抜粋:
説明

搬送台車及びそのベルト繰り出し量の調整方法

【課題】複数のベルトを巻き取ったり繰り出したりする構成が簡易に実現する。
【解決手段】吊り下げベルト214a〜214dによって荷を把持する把持機構215が吊り下げられている。吊り下げベルト214a〜214dを巻き取りドラム224a〜224dが巻き取ったり繰り出したりすることにより、把持機構215が昇降される。巻き取りドラム224a〜224dはいずれも回転軸部材223に固定されており、1つの駆動モータ221が回転軸部材223を回転させることにより、全てのドラムが回転する。

【発明の詳細な説明】
【技術分野】
【0001】
本発明は、複数のベルトで吊り下げつつ被搬送物を昇降する搬送台車及びそのベルト繰り出し量の調整方法に関する。

(保存済みの記録)
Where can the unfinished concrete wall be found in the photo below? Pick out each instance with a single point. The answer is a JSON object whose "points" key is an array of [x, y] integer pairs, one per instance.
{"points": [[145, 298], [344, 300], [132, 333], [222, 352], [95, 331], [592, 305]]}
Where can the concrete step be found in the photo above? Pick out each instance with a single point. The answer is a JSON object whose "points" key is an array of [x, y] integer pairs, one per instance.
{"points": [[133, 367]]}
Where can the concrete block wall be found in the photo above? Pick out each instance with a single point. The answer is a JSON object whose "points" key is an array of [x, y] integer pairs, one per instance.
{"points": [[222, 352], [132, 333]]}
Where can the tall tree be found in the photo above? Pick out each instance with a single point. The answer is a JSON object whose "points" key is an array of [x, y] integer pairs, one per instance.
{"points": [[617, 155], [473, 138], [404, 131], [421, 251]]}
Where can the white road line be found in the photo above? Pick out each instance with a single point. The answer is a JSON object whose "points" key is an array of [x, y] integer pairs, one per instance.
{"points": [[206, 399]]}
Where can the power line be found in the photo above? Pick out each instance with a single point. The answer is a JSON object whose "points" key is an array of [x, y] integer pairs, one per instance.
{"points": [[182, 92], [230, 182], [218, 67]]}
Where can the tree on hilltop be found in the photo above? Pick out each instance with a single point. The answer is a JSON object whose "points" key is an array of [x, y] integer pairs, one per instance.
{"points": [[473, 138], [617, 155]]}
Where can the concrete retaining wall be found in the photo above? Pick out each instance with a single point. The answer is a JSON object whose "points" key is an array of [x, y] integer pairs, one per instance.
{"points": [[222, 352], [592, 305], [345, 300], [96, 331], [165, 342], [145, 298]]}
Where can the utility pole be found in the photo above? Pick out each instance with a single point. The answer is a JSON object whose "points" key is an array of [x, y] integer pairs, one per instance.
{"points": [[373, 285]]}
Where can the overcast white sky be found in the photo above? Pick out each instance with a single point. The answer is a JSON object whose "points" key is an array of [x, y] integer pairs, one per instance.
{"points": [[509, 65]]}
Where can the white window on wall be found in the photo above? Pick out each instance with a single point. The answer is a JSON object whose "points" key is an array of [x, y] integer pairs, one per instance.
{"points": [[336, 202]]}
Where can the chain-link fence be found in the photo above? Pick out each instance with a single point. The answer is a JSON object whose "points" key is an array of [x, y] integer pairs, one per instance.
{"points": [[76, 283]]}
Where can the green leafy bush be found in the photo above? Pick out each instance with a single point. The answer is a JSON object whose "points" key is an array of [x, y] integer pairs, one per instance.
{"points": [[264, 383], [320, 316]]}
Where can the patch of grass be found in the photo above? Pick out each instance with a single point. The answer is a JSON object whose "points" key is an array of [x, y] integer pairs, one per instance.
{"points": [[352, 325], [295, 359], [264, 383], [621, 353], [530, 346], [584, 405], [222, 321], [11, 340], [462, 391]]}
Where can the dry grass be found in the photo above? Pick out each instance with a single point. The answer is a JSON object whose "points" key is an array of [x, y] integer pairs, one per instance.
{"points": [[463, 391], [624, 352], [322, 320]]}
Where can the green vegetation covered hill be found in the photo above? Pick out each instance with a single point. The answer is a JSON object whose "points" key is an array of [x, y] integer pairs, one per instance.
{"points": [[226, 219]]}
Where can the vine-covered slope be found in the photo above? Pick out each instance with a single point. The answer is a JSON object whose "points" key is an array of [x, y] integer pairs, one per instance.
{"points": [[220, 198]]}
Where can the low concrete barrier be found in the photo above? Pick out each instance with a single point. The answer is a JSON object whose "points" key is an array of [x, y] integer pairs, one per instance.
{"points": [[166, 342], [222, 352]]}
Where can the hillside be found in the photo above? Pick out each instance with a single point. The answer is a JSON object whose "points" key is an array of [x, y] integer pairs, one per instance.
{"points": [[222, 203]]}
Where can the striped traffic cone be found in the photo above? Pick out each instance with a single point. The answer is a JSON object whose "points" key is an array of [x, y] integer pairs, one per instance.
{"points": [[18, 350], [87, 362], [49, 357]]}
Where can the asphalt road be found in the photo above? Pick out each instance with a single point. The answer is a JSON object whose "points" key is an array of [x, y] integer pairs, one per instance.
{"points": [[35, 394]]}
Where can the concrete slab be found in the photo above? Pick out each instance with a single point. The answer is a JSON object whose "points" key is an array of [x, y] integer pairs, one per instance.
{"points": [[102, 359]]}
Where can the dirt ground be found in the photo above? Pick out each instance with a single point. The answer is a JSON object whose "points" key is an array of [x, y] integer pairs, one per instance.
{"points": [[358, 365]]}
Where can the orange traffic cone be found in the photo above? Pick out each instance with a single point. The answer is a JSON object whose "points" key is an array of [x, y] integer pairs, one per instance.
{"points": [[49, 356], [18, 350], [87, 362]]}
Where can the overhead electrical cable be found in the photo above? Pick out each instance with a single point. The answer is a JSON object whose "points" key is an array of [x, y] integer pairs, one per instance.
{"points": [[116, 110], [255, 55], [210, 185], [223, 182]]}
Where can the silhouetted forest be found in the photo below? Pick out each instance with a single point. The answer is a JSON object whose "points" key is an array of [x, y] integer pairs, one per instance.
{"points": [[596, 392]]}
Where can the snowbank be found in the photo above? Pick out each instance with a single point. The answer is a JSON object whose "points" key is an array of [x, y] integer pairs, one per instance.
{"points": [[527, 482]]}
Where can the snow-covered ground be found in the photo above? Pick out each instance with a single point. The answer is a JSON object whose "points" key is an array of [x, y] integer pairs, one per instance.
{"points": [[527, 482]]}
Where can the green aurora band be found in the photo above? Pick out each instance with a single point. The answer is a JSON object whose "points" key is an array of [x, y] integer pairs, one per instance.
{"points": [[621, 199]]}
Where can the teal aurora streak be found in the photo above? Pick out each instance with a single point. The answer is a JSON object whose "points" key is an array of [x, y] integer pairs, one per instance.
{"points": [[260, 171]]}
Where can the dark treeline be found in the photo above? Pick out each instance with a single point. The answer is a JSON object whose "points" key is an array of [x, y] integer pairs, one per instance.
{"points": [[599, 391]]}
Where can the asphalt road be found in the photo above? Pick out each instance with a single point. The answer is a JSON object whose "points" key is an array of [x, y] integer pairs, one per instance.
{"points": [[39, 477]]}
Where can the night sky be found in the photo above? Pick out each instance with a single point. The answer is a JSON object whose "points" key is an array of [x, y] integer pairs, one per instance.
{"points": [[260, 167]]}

作業一覧:
**1.** 抜粋によると、把持機構215は何によって吊り下げられているか。
**2.** 記録のうち、文字列「aurora」を含む行をすべて列挙しなさい。
抜粋と記録は互いに関係のないものである。

解答例:
**1.** 吊り下げベルト214a〜214dによって吊り下げられている。

**2.**
Where can the green aurora band be found in the photo above? Pick out each instance with a single point. The answer is a JSON object whose "points" key is an array of [x, y] integer pairs, one per instance.
Where can the teal aurora streak be found in the photo above? Pick out each instance with a single point. The answer is a JSON object whose "points" key is an array of [x, y] integer pairs, one per instance.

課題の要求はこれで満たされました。